Locate the line containing "baby orangutan face" in the material below; repeat it and every line after it, exactly as written.

● ● ●

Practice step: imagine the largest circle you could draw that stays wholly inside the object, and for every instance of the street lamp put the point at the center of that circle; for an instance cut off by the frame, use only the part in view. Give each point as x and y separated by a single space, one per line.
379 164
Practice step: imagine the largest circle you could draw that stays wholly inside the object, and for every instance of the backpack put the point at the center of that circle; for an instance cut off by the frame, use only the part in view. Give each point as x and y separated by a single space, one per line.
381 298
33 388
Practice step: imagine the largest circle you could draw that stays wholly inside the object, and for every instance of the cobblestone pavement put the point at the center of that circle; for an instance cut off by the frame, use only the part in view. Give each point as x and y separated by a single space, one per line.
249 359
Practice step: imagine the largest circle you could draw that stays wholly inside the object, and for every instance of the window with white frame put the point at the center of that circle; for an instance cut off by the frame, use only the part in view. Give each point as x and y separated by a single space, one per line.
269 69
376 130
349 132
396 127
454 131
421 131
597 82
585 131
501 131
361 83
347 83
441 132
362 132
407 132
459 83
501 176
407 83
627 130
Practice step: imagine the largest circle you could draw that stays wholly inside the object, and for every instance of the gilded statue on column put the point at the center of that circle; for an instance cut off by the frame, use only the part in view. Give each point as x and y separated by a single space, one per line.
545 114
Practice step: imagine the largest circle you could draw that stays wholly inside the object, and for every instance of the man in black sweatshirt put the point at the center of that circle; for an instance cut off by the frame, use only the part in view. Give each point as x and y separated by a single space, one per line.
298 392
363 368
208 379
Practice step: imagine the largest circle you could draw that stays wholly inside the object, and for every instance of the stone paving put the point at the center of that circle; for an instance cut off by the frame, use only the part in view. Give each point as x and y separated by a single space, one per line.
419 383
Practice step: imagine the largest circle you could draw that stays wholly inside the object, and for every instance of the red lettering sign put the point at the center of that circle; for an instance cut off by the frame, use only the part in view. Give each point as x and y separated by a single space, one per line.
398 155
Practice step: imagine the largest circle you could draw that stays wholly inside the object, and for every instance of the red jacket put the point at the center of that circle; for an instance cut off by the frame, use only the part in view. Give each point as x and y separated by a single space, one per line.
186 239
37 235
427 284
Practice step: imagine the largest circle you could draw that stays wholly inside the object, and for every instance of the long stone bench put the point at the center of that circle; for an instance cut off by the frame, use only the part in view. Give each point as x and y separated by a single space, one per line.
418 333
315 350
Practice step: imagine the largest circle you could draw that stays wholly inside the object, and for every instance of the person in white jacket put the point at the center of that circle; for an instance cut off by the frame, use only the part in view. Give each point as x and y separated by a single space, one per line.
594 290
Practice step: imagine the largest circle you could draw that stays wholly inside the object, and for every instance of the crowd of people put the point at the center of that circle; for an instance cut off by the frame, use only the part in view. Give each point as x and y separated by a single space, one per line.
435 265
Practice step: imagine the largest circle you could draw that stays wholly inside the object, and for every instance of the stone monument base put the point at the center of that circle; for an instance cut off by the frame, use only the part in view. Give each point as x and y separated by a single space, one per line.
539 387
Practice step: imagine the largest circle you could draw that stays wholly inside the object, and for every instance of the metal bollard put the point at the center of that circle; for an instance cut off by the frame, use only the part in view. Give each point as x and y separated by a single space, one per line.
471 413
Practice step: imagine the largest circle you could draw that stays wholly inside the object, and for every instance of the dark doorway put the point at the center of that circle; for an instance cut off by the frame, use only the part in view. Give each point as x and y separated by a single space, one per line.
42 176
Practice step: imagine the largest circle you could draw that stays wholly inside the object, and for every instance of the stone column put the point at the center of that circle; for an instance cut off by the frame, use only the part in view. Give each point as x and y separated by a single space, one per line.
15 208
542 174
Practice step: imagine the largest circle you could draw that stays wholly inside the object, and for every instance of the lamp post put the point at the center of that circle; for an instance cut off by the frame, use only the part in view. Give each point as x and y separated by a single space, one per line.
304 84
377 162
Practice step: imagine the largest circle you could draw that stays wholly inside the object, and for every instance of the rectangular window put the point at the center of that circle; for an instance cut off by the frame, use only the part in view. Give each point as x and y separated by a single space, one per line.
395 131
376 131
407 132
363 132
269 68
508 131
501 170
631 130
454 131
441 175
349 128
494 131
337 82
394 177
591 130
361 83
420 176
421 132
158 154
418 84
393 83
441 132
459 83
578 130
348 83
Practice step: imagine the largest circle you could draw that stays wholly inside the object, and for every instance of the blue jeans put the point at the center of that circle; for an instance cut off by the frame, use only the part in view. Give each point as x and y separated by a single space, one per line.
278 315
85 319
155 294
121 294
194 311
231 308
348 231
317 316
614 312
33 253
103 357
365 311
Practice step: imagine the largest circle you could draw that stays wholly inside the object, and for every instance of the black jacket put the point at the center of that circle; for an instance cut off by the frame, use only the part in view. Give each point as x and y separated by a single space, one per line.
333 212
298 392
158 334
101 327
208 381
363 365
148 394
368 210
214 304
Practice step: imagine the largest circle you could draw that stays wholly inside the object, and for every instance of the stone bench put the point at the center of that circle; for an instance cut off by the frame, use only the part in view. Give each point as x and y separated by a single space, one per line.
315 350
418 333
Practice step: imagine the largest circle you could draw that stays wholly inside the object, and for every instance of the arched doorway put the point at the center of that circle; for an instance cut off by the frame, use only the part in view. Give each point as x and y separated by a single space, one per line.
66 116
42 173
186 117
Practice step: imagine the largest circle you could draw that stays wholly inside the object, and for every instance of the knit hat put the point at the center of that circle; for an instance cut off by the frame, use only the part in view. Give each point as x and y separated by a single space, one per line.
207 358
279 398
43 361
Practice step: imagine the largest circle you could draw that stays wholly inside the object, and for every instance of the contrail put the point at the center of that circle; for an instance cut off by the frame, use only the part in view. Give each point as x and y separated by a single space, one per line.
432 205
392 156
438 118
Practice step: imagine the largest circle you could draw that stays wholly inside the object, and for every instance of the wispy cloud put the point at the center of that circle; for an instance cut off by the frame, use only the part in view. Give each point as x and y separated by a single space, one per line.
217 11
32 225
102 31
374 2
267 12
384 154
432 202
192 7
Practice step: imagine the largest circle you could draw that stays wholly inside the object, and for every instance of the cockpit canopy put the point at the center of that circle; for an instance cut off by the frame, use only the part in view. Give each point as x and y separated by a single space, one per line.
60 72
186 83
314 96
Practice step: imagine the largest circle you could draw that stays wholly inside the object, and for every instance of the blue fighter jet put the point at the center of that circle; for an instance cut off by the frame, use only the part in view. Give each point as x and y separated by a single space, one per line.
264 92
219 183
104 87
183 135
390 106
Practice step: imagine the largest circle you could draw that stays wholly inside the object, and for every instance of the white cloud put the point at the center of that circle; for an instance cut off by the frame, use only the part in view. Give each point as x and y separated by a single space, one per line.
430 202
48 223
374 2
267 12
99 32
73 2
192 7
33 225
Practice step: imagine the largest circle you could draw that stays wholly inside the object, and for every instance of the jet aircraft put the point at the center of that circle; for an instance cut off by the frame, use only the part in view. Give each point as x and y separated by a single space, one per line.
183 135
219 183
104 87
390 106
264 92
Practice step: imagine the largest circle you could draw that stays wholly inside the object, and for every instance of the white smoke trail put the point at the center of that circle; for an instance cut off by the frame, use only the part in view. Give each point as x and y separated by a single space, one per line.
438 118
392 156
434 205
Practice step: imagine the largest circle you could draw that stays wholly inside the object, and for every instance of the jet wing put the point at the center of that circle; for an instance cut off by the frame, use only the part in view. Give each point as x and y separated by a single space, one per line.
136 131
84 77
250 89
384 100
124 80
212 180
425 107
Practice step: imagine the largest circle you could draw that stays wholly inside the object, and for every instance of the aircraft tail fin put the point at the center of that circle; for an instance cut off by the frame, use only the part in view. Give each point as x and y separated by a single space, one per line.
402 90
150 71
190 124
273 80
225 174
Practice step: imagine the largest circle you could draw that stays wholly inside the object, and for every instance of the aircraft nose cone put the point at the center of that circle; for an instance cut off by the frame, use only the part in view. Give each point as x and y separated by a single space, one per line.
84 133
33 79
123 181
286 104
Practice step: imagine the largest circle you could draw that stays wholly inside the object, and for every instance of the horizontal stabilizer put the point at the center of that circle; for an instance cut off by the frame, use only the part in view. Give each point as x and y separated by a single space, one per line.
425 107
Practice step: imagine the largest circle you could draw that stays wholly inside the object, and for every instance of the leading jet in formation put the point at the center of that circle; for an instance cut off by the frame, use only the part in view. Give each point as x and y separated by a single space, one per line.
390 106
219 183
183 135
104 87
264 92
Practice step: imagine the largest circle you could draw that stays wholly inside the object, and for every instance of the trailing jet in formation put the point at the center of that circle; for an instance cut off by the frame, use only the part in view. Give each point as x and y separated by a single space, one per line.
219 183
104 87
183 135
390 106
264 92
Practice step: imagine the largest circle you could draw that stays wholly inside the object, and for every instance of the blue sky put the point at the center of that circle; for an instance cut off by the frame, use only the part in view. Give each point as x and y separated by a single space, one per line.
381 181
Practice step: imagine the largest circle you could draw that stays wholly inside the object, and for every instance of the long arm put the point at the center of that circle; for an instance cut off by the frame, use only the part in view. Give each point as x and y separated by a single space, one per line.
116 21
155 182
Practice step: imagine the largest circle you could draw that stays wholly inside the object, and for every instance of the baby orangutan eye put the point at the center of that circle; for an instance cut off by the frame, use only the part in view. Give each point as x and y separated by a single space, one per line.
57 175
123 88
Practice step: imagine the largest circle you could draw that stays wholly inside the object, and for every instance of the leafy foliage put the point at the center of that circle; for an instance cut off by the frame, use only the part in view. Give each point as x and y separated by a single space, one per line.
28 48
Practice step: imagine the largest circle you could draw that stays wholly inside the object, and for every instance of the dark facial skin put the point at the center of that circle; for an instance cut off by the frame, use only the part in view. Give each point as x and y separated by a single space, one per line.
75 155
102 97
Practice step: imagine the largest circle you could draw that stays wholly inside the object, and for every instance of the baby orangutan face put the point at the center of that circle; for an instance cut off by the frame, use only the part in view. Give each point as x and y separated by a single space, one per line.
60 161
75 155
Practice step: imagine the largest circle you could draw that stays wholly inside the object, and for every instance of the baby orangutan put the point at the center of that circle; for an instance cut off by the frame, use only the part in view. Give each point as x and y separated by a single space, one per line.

● ● ●

ANSWER FOR THE TASK —
Practice step: imagine the largest circle you could draw that stays wholly inside the object, and for every instance of the baby orangutan face put the point at the center of that circle; for an instance cut off by the frame, use only the part in view. Give each point as x and y separated by a single space, one per line.
60 161
75 155
Practice step: imagine the largest circle you could draw that stays wholly inside the object, and for every instance of the baby orangutan put the point at the center of that circle; for an instance cut off by the frame, use only the part in view. Give each point as x and y separated by a single space, one per line.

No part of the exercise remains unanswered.